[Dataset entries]
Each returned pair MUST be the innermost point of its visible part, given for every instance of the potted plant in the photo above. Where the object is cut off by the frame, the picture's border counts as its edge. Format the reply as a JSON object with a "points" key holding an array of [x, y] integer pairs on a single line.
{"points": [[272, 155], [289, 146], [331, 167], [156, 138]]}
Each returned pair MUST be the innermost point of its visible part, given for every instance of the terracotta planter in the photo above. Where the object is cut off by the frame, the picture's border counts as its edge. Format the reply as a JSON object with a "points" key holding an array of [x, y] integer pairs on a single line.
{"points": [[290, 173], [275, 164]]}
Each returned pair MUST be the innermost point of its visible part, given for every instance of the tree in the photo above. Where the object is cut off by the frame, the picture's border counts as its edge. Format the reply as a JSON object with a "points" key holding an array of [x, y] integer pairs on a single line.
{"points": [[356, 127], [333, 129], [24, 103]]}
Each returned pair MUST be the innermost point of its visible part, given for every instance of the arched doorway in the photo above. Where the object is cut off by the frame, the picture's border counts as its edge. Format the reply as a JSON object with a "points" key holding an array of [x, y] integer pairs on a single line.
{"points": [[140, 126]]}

Problem: Find the line with "of the tree" in the data above. Restate it and all later lines word for word, ending with the last line.

Exercise response:
Each returned pair MUST be the innermost point of its visible part, given for every instance of the tree in the photo above. Where the object is cut off by the frame, the picture's border counts as its edge. Format the reply as a JSON object with a "points" key holding an array of [x, y] integer pairs on a single line.
{"points": [[356, 127], [333, 129], [24, 103]]}
Each returned pair MUST be the innermost point of its visible part, given for every instance of the arched doorway in the photo above. Where the object is cut off by the frame, the picture's border counts as its edge. Format the reply as a JSON object with a "points" key holding an array of [x, y] integer pairs on a single line.
{"points": [[140, 126]]}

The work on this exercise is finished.